:: Available data ::

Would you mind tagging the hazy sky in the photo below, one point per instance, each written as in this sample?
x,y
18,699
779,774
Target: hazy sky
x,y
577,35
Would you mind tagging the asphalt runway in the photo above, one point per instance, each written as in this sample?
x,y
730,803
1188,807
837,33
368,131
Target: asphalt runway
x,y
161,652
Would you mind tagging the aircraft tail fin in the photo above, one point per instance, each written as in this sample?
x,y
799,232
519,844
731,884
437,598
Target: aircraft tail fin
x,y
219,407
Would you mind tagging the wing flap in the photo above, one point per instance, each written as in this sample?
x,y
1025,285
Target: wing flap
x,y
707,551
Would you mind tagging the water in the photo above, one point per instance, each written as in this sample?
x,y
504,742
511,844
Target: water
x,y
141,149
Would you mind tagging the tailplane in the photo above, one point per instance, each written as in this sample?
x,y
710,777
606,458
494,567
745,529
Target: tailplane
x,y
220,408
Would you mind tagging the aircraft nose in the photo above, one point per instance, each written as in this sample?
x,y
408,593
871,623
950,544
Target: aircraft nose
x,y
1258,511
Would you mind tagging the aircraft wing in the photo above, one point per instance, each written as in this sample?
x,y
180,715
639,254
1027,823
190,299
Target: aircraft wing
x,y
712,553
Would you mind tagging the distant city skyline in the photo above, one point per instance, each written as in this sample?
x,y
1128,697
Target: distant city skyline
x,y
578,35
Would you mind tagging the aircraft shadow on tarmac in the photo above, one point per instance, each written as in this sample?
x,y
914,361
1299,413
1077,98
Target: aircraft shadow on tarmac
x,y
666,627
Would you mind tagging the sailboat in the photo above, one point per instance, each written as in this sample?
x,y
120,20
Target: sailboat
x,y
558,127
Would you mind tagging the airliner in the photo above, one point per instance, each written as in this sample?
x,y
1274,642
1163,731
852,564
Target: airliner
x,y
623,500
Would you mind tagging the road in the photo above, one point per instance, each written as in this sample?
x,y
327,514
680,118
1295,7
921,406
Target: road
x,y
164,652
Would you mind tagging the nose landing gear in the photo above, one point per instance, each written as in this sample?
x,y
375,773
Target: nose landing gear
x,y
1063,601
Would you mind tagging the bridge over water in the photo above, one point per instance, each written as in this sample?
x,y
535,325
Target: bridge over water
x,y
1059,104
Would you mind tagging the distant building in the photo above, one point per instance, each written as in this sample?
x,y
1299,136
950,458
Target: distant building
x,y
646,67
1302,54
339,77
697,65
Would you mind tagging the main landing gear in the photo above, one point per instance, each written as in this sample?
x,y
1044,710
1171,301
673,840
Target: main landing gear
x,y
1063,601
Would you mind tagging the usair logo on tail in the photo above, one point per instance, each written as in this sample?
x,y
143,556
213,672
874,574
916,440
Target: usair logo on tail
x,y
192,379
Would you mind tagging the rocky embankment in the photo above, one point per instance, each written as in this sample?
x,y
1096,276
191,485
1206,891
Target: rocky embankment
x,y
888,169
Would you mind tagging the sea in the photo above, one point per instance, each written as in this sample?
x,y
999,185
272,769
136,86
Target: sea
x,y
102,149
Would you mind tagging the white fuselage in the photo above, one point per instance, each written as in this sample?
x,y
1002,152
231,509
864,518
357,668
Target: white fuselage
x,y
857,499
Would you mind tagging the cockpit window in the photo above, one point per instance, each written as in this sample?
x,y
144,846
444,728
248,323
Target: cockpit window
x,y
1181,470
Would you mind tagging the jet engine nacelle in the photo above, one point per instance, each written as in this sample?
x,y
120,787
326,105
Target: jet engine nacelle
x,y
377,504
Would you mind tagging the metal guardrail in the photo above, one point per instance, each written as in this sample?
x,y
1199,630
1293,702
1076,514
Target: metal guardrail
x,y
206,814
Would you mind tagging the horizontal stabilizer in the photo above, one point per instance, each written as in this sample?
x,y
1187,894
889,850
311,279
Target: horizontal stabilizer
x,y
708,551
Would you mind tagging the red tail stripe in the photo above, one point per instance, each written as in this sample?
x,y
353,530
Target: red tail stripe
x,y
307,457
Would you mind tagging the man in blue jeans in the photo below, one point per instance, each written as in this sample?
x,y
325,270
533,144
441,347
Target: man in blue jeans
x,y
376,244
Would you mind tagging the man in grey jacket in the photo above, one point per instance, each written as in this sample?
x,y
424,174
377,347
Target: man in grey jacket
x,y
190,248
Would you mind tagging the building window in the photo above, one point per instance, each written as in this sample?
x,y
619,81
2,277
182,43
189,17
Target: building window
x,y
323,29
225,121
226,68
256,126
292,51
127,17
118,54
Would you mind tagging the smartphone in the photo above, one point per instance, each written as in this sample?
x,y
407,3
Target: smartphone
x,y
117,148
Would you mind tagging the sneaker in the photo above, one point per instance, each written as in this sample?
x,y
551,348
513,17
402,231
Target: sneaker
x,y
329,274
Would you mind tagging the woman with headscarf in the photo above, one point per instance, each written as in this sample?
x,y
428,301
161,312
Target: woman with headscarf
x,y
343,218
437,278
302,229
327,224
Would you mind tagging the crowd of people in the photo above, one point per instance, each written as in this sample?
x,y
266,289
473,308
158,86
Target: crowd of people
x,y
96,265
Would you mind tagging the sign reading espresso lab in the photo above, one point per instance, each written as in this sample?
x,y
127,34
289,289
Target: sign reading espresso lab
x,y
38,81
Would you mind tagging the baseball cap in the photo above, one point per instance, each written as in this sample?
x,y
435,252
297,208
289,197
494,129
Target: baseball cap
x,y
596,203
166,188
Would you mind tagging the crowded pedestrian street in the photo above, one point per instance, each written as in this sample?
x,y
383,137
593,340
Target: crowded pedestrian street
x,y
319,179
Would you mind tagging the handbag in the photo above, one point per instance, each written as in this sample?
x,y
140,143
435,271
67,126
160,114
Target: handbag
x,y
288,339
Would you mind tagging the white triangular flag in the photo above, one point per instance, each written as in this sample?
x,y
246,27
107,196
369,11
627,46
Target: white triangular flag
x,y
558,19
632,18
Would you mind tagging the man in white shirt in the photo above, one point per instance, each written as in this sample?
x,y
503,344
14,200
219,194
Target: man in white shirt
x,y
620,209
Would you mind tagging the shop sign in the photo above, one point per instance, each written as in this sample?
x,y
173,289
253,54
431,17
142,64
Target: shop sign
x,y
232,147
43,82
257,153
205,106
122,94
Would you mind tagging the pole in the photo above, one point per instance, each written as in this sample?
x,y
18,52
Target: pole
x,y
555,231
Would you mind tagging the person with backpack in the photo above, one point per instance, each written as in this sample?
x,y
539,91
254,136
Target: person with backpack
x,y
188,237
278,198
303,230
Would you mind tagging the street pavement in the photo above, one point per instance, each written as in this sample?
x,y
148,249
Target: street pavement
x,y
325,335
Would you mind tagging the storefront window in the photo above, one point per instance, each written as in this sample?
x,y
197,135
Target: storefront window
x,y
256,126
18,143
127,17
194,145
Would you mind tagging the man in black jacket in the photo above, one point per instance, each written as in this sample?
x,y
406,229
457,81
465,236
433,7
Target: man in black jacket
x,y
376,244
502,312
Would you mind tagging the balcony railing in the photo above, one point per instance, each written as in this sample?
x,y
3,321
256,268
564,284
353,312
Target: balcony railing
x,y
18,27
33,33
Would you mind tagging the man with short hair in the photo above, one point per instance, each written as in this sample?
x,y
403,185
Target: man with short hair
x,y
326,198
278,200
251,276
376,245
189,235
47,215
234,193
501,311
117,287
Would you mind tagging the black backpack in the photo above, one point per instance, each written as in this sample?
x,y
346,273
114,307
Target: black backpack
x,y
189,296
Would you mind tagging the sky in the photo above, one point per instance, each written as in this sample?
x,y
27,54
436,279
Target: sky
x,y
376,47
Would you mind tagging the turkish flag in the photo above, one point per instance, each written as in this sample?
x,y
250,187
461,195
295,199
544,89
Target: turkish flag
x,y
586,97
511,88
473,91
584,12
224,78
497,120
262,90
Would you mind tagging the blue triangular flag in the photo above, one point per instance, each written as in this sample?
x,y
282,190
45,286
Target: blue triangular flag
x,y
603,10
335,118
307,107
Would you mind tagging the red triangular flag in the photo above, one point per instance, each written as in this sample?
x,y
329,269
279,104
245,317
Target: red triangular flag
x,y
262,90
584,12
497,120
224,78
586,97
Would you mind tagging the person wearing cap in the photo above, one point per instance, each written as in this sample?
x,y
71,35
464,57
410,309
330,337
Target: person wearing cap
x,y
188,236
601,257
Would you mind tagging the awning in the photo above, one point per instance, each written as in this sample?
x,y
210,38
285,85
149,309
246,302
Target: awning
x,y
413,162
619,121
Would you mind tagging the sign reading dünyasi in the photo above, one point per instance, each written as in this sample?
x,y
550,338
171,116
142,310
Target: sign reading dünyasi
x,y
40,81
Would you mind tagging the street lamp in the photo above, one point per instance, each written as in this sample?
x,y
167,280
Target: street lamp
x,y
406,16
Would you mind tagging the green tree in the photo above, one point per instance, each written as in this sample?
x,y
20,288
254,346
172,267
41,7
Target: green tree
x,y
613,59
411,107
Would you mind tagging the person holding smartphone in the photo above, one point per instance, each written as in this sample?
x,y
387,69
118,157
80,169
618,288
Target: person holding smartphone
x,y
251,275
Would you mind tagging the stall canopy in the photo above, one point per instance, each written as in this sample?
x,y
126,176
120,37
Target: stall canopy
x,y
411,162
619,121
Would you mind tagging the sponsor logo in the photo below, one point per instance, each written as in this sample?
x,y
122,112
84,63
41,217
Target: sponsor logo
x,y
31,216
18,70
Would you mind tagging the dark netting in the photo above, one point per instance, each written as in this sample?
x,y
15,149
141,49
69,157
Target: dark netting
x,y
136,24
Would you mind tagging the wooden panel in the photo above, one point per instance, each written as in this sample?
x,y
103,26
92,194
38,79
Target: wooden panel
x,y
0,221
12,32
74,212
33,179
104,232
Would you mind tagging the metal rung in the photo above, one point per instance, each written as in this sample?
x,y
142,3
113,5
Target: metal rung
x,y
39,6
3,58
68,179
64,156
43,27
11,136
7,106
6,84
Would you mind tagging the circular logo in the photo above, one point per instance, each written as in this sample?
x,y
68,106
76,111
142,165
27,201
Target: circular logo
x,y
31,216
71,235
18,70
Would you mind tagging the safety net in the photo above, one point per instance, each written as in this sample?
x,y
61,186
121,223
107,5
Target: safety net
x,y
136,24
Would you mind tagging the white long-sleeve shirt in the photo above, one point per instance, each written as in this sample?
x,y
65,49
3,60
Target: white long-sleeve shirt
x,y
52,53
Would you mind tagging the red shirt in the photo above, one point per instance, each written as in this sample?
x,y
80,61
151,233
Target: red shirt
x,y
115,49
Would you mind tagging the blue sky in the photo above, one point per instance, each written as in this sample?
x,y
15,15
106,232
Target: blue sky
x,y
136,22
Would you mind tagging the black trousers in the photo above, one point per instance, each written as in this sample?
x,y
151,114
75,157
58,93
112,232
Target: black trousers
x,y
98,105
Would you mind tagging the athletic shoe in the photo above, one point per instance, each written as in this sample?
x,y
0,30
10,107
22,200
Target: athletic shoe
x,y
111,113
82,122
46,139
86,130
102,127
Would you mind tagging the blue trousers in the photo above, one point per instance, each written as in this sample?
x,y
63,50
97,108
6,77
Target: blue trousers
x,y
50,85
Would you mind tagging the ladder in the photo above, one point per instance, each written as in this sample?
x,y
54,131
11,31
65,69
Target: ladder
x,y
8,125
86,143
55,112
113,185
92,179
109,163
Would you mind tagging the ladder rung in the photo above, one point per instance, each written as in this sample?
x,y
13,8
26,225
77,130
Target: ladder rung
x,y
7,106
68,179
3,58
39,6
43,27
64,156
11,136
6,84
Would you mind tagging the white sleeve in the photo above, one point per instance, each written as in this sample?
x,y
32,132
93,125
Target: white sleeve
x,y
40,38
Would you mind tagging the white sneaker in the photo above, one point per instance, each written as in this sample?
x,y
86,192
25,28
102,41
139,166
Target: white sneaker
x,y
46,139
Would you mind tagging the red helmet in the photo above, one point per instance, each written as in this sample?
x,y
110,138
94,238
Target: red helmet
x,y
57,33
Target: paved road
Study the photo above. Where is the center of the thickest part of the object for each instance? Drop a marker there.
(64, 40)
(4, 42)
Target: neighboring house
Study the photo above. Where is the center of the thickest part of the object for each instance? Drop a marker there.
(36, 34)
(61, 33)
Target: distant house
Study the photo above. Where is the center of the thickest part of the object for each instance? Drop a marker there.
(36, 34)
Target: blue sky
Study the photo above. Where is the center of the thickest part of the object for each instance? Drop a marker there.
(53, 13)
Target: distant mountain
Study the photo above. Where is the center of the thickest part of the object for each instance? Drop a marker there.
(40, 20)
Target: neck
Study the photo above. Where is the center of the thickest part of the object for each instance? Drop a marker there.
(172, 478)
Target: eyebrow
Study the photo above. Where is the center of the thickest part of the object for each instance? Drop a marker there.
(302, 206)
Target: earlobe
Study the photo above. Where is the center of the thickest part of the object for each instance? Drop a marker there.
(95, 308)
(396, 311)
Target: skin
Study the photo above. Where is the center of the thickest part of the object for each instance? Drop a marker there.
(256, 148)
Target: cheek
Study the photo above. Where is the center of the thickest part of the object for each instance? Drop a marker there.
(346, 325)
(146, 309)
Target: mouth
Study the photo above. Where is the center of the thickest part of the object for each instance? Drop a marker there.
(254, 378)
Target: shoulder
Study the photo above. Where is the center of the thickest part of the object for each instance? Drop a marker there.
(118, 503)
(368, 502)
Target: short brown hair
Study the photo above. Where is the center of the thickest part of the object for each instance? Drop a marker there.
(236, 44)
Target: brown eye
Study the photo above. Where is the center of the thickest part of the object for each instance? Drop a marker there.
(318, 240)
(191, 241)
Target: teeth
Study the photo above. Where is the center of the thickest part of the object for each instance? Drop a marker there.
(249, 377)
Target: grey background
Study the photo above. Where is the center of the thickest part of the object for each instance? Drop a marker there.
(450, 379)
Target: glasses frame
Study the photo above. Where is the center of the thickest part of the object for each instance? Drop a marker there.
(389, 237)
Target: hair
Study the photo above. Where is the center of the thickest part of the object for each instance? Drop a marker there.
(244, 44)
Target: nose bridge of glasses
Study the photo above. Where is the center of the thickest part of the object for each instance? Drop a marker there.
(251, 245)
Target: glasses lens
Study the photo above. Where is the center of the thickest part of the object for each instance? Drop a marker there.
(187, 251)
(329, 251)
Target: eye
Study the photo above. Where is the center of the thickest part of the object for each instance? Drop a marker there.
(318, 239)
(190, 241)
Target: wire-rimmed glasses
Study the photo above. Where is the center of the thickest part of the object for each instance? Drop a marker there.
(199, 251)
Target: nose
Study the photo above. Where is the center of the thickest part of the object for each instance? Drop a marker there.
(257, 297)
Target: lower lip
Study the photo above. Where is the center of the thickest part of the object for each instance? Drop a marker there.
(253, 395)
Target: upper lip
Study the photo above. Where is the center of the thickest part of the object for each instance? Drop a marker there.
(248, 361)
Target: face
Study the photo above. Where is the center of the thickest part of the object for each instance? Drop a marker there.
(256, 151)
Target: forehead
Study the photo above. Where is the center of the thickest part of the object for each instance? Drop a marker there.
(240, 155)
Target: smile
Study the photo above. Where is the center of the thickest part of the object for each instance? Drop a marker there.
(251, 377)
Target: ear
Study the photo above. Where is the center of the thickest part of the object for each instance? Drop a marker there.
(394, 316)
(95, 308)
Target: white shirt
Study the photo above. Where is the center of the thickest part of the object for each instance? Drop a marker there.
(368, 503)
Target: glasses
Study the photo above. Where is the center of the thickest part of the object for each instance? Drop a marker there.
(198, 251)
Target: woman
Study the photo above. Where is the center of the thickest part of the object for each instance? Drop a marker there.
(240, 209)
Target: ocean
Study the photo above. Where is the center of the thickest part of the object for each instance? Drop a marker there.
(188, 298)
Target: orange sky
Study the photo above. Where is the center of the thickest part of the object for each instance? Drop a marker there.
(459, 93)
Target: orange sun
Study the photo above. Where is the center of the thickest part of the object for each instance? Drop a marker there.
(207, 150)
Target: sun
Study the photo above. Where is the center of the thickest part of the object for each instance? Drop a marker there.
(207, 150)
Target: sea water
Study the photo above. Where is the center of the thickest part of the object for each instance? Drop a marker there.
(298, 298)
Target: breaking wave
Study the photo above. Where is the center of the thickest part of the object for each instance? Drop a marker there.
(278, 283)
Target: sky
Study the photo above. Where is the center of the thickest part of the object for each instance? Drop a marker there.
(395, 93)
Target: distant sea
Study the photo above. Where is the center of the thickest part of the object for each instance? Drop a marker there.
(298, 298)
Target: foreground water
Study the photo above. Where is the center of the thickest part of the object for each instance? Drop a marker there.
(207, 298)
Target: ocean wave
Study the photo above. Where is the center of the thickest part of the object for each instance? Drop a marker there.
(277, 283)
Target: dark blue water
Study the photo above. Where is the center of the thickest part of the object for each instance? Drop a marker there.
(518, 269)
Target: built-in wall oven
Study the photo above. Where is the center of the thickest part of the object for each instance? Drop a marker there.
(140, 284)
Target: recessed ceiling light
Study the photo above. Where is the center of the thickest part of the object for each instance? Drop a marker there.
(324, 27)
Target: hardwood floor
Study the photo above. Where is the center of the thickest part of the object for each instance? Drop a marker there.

:::

Directions>
When a line holds the string "glasses", pull it out of the listing.

Response below>
Target: glasses frame
Target: nose bridge of glasses
Target: glasses lens
Target: wire-rimmed glasses
Target: glasses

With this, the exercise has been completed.